## WORK INSTRUCTION 1:
Reproduce the passage from the Franklin expedition text exactly, starting at "This radical new" and ending at "King William Island.".
## WORK INSTRUCTION 2:
According to the Franklin expedition text, by what date had nine officers and fifteen men already died?

Most poignantly for those dragging heavily laden sledges, “lead poisoning has a mean way of penalizing the extremity most used in muscular effort.”
The unexpected discovery of elevated bone lead levels begged another question: What could have been the source? Suspicion immediately fell on the relatively new technology of preserving foods in tin containers, as used by the Franklin expedition. Nearly 8,000 lead-soldered tins containing 33,289 pounds (15,113 kg) of preserved meat were supplied to the expedition, as well as the tinned equivalent of 2,560 gallons (11,638 litres) of soup, 1,200 pounds (545 kg) of tinned pemmican and 8,900 pounds (4,040 kg) of tinned preserved vegetables. (Even today, the seams and seals of some tins are known to be a significant source of lead contamination in some developing countries, so this certainly could have been a problem.) But ignorance of its ill effects remained commonplace. Just as authorities had failed to understand the link between scurvy and reliance on tinned food, so too they failed to understand the effect of interior-lead-soldered seams on tinned foods, and thus, on those dependent for long periods on such provisions. In addition, lead-glazed pottery and tableware were used by nineteenth-century British Arctic expeditions. The storage and serving of acidic foods and beverages (which can dissolve lead salts)—such as lemon juice, wine, vinegar or pickles—in lead-glazed vessels could have been a major source of lead ingestion during the expedition. Other possible sources of lead on the expedition included tea, chocolate and other foods stored in containers lined with lead foil. In addition, food colouring, tobacco products, pewterware and even lead-wicked candles could have added to the possible contamination. As a result, lead poisoning, compounded by the severe effects of scurvy, could have been lethal for many members of the expedition’s crews during the early months of 1848. Rapidly declining health might well in fact have been the major reason for the decision by Crozier and Fitzjames to desert the ships. As the note discovered by Hobson on King William Island shows, nine officers and fifteen men had already died by 25 April 1848.
This radical new theory, proposed by Beattie, would prompt debate among historians who had, for so long, relied on the theories of nineteenth-century searchers and, later, parliamentary inquiries in Britain as the basis for their investigations. While such sources are invaluable in the reconstruction of events, all the volumes written about the doomed expedition combined were not able to provide the scientific data Beattie had already gained from the scanty physical remains found on King William Island.

## INFORMATION SHOWN:
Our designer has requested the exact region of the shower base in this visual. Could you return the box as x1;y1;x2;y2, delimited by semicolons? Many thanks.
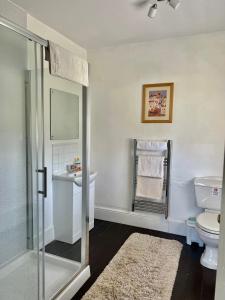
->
0;251;80;300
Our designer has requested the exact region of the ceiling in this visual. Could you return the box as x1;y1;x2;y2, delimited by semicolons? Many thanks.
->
13;0;225;49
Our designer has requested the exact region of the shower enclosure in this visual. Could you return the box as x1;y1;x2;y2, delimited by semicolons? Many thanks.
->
0;18;89;300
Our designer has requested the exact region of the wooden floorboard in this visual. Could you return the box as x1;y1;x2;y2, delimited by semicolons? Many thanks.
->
46;220;216;300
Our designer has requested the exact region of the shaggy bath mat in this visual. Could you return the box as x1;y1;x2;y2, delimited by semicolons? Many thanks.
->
82;233;182;300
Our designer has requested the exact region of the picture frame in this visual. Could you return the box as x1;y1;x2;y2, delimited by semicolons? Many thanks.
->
142;82;174;123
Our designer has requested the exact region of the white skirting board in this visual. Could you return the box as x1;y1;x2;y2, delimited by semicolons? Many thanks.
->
56;266;91;300
95;206;186;236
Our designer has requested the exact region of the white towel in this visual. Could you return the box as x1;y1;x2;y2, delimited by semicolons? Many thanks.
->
49;41;88;86
136;176;163;201
137;155;164;178
136;150;162;156
137;140;167;151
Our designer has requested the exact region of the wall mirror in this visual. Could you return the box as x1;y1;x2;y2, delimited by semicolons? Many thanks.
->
50;89;79;140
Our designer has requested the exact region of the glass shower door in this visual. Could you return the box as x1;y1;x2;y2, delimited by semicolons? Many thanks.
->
0;22;44;300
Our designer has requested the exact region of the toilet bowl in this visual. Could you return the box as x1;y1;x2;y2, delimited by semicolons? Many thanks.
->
196;212;220;270
194;176;222;270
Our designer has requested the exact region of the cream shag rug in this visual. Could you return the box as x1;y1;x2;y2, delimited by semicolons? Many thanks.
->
82;233;182;300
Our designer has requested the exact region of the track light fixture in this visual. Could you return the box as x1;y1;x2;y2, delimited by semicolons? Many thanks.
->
146;0;181;18
148;3;158;18
169;0;180;9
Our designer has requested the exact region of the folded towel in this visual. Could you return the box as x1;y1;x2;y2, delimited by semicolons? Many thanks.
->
137;155;164;178
136;176;163;200
48;41;88;86
136;150;162;156
137;140;167;151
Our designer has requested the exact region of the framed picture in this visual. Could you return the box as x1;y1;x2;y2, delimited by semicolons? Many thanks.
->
142;82;174;123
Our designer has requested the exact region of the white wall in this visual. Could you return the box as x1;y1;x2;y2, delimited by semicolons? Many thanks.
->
89;32;225;233
27;15;87;243
0;0;27;27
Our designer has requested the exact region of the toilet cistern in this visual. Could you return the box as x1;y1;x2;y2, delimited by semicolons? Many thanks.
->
194;176;222;270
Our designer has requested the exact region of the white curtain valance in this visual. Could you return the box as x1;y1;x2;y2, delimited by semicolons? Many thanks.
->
48;41;88;86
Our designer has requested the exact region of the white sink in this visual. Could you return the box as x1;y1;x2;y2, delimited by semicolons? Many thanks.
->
52;172;98;186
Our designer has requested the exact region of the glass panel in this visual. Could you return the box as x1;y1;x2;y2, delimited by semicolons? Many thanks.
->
0;26;43;300
50;89;79;140
44;69;86;299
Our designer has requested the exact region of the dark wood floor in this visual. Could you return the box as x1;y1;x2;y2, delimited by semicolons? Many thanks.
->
46;220;216;300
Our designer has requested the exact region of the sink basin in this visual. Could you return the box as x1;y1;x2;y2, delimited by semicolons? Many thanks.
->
52;172;97;186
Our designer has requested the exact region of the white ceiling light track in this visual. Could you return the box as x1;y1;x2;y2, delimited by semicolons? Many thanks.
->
136;0;181;18
148;0;180;18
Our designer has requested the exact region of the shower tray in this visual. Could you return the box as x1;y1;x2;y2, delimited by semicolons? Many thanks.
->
0;251;81;300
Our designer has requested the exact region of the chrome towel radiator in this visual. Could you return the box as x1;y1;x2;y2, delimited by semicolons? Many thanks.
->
132;139;172;219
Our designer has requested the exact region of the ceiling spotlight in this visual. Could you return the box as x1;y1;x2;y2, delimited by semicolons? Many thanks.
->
169;0;180;9
148;3;158;18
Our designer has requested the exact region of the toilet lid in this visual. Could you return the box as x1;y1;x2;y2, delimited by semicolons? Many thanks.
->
196;212;220;234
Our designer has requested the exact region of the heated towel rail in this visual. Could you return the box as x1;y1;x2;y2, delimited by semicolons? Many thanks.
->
132;139;172;219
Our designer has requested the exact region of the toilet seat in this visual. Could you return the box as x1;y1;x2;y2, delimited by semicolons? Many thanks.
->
196;212;220;235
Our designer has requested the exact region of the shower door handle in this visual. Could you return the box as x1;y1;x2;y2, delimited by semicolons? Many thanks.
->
37;167;47;198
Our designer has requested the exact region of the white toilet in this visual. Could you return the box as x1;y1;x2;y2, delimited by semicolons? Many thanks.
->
194;176;222;270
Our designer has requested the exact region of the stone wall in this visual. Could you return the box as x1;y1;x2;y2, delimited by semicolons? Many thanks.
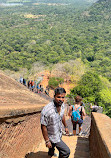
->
0;108;42;158
89;112;111;158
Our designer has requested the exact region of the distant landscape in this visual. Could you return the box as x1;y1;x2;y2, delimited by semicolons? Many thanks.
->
0;0;111;117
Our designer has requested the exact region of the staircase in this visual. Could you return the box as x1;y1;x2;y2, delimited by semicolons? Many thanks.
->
26;117;90;158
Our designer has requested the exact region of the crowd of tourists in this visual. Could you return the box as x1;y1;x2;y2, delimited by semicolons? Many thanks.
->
19;77;50;95
40;87;102;158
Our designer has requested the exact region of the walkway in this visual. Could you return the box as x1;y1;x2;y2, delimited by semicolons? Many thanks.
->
26;116;90;158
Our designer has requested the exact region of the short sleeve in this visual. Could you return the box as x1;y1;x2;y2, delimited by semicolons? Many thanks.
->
40;113;48;126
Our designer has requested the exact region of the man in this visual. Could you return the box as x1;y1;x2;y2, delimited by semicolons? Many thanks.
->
41;87;70;158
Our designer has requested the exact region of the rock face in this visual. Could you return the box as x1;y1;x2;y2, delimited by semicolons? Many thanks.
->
0;73;48;106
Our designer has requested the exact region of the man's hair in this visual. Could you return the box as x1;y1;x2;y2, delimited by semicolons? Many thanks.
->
75;95;82;103
54;87;66;97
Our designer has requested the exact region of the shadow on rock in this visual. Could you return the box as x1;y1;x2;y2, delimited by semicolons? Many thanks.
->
25;151;50;158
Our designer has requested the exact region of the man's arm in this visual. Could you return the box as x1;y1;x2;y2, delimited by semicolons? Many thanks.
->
62;115;69;134
41;125;52;148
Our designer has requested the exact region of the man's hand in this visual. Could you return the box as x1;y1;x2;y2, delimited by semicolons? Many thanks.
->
46;141;52;148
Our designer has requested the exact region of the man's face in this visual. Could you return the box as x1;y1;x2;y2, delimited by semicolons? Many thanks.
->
54;93;65;106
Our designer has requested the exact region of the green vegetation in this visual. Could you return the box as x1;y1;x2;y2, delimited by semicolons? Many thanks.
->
0;0;111;116
48;77;64;89
71;72;111;116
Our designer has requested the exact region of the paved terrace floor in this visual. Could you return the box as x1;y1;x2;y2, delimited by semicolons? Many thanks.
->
26;116;91;158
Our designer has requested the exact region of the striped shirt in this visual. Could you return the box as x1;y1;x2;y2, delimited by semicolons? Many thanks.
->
41;101;65;143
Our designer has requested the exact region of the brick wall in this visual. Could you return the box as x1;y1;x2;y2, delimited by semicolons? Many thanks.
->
0;112;42;158
89;113;111;158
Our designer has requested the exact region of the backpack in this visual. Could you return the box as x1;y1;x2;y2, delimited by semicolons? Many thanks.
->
72;105;81;122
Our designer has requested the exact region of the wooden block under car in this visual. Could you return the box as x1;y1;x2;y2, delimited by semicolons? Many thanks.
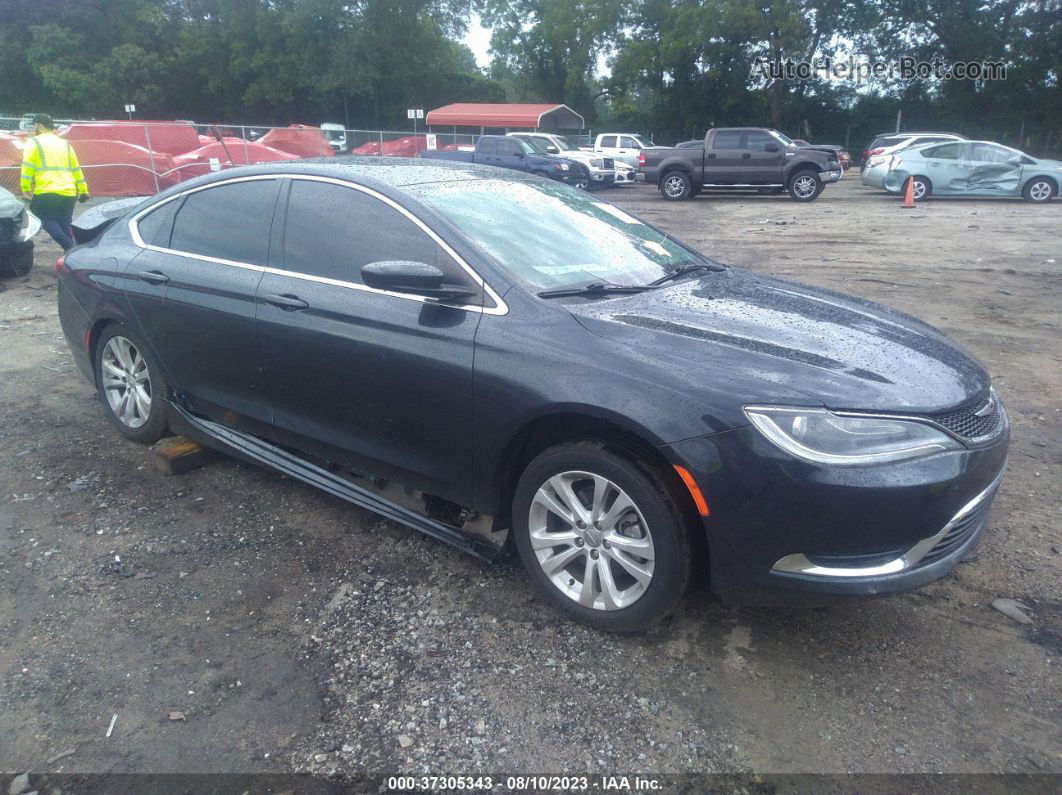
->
151;436;215;474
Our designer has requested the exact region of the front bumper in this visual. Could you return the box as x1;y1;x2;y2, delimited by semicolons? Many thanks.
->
665;418;1009;604
859;162;888;188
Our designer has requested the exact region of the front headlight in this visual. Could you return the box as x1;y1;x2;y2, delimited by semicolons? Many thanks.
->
744;405;962;466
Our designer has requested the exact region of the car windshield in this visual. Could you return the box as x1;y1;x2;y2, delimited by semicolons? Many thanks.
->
406;179;715;290
517;138;549;155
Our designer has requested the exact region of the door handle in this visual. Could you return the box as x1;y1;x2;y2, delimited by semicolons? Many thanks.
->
137;271;170;284
263;293;310;312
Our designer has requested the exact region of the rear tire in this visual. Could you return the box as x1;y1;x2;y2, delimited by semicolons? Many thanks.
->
512;440;692;632
787;170;823;202
661;171;693;202
95;323;168;445
1022;176;1059;204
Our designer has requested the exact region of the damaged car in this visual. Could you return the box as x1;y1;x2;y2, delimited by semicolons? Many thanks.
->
58;158;1009;630
881;141;1062;204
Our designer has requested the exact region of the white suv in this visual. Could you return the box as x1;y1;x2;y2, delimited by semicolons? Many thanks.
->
507;133;616;188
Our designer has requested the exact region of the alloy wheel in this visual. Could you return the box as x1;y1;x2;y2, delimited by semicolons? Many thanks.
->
528;471;656;610
1029;182;1051;202
664;176;686;198
793;176;818;198
100;336;151;428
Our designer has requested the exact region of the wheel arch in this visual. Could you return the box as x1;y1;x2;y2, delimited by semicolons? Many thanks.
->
490;407;698;537
1021;174;1062;196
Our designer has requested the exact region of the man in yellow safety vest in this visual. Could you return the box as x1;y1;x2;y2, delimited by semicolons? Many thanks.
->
21;114;88;250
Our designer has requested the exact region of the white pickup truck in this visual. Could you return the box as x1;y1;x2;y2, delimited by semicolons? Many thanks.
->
594;133;656;169
506;133;616;188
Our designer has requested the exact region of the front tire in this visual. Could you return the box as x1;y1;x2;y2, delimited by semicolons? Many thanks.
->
787;171;823;202
661;171;693;202
902;176;932;202
1022;176;1059;204
96;324;167;445
513;442;691;632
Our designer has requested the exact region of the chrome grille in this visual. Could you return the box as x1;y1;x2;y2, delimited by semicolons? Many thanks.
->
922;392;1007;443
919;492;995;566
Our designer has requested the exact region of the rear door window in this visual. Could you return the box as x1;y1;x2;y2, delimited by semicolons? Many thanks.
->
744;131;781;152
922;141;959;160
284;179;475;287
712;129;741;149
169;179;280;265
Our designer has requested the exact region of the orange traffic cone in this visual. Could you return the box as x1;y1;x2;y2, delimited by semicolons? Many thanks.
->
903;176;914;209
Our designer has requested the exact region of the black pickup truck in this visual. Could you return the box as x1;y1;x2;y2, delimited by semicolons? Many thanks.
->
639;127;841;202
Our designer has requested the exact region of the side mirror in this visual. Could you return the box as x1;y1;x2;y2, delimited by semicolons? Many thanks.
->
361;260;475;299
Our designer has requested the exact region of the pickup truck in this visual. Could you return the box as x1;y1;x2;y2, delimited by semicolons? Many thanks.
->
506;133;616;189
421;135;589;186
638;127;841;202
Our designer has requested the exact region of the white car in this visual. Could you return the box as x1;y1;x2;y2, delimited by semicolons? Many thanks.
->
613;160;638;185
860;133;966;188
506;133;616;188
594;133;656;169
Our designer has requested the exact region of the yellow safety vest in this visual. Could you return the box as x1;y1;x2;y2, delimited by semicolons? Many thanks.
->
21;133;88;196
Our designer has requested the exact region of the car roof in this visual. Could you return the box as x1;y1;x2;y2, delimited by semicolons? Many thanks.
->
143;157;537;197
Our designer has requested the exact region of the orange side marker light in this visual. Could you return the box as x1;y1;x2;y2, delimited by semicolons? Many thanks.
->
674;464;708;516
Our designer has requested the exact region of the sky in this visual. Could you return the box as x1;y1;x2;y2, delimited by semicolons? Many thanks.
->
464;14;491;68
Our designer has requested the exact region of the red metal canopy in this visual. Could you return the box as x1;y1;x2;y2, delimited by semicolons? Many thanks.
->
427;102;584;129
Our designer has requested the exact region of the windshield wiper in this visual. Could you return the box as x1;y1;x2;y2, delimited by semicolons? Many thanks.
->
538;281;649;298
646;262;723;287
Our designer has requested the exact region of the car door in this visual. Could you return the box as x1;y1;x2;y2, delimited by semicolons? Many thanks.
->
961;142;1022;196
257;177;482;504
704;129;746;185
615;135;641;169
473;138;498;166
495;138;529;171
917;141;966;194
741;129;786;185
121;177;281;437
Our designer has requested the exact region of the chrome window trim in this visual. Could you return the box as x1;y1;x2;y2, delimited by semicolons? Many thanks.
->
127;173;509;315
771;461;1007;578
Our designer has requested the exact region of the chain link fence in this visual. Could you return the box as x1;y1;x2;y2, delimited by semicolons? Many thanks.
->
0;117;501;196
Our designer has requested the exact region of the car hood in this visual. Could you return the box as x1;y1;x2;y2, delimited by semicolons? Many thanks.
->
567;269;990;413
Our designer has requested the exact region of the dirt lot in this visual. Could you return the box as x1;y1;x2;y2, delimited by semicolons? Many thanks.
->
0;178;1062;789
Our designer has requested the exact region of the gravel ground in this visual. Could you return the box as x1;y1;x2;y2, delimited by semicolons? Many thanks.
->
0;178;1062;776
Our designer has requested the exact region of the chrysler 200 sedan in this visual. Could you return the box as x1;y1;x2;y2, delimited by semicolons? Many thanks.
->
58;159;1009;630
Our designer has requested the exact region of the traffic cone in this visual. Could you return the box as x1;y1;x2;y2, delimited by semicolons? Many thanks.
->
903;176;914;209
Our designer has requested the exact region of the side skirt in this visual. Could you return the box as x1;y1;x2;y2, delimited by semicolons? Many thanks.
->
169;402;499;560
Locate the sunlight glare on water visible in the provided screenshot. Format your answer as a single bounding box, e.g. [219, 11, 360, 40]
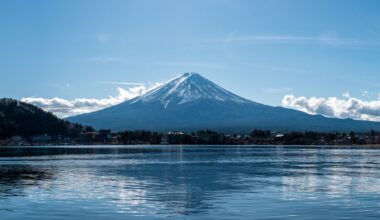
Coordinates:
[0, 146, 380, 219]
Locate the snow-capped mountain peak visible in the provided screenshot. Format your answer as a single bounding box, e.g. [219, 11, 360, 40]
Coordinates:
[132, 72, 251, 108]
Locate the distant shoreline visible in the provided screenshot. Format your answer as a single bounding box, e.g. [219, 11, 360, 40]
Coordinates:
[0, 144, 380, 148]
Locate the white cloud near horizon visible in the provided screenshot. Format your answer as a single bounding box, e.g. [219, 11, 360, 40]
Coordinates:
[282, 92, 380, 121]
[21, 83, 160, 118]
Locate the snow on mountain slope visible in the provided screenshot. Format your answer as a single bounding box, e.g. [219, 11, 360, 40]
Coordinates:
[68, 73, 380, 132]
[130, 73, 252, 108]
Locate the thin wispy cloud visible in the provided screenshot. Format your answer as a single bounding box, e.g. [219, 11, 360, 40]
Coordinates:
[97, 81, 145, 86]
[156, 61, 224, 68]
[264, 87, 293, 94]
[21, 83, 161, 118]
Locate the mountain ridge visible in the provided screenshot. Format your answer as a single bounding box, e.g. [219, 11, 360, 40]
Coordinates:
[68, 73, 380, 133]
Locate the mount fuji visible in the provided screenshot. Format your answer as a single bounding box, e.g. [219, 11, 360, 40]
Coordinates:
[68, 73, 380, 132]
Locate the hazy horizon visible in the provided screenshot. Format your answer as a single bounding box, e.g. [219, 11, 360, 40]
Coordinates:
[0, 0, 380, 121]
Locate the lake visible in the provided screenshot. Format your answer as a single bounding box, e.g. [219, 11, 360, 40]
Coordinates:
[0, 146, 380, 220]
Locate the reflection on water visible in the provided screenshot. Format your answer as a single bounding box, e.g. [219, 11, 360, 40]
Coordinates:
[0, 146, 380, 219]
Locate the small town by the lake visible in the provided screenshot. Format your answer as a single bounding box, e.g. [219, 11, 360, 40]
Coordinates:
[0, 0, 380, 220]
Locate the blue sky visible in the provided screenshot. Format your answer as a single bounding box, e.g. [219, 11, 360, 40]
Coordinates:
[0, 0, 380, 118]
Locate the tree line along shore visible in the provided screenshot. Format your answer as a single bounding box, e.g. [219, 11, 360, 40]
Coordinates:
[0, 99, 380, 146]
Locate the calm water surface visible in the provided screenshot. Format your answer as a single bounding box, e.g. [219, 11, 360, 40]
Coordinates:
[0, 146, 380, 220]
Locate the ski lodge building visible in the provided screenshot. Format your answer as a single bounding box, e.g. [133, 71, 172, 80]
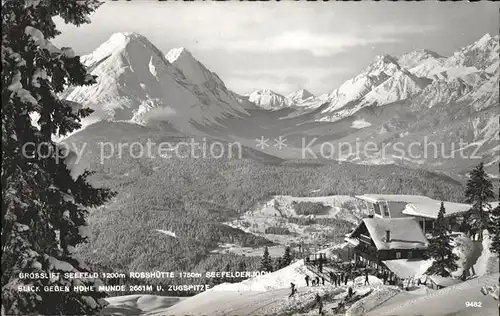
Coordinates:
[345, 194, 470, 278]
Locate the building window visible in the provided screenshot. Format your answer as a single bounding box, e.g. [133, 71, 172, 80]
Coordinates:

## FINAL ANSWER 1:
This radical new theory, proposed by Beattie, would prompt debate among historians who had, for so long, relied on the theories of nineteenth-century searchers and, later, parliamentary inquiries in Britain as the basis for their investigations. While such sources are invaluable in the reconstruction of events, all the volumes written about the doomed expedition combined were not able to provide the scientific data Beattie had already gained from the scanty physical remains found on King William Island.

## FINAL ANSWER 2:
By 25 April 1848.